**INFORMATION**

▽

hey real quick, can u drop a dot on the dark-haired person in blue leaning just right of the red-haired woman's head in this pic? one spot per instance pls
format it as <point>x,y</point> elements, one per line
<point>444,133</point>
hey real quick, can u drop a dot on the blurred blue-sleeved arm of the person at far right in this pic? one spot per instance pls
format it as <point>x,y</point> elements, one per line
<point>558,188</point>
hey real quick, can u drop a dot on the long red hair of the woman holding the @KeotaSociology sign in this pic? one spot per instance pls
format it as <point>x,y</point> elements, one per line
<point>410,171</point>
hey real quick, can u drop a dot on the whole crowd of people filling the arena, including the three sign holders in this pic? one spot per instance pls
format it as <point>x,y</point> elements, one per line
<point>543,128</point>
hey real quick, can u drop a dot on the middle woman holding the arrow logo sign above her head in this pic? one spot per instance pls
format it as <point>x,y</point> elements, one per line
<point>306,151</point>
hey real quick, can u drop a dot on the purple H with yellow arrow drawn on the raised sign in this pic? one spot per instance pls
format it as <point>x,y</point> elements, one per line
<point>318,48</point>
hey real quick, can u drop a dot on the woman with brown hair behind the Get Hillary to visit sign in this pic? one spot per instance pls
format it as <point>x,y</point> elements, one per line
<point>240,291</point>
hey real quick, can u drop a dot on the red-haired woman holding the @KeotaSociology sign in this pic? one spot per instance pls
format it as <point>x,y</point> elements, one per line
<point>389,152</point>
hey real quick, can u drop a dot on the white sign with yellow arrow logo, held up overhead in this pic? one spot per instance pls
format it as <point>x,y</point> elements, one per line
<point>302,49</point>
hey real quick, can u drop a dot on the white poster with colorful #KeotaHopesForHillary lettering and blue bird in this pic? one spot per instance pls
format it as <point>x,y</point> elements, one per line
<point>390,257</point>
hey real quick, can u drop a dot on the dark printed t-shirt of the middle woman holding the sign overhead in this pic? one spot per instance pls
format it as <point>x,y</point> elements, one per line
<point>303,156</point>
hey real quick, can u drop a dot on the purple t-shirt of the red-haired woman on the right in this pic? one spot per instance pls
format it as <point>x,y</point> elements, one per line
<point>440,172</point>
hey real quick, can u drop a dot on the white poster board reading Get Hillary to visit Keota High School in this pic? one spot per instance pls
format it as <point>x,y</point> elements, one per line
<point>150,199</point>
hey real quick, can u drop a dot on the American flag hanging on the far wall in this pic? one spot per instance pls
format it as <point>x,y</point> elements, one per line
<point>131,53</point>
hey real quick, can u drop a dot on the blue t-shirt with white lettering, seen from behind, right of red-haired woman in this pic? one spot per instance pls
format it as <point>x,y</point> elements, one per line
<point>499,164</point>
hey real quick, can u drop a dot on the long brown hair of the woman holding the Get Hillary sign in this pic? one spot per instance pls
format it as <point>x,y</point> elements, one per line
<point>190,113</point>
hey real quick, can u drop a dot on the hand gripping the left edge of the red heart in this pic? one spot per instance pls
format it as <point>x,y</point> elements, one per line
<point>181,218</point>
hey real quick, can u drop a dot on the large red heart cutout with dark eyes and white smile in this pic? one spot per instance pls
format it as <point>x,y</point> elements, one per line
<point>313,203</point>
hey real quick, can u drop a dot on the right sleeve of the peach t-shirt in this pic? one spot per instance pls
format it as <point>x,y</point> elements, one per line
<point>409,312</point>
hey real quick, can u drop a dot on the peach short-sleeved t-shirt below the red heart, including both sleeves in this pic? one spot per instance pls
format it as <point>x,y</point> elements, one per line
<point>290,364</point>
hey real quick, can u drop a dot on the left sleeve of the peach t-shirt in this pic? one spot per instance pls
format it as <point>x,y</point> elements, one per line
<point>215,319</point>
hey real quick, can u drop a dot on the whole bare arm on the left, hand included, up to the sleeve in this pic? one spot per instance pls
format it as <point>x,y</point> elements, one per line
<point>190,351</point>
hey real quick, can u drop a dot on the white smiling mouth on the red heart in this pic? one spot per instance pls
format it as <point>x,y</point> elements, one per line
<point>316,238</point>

△

**WORK ORDER**
Reproduce each line of the records in which the string "hand" appears.

**RESULT BELOW**
hey real quick, can u drop a dot on the hand gripping the left edge of the red heart in this pic? one spot per instance pls
hey real quick, can u drop a dot on the whole bare arm on the left, hand included, up to the sleeve in this pic? one spot per instance pls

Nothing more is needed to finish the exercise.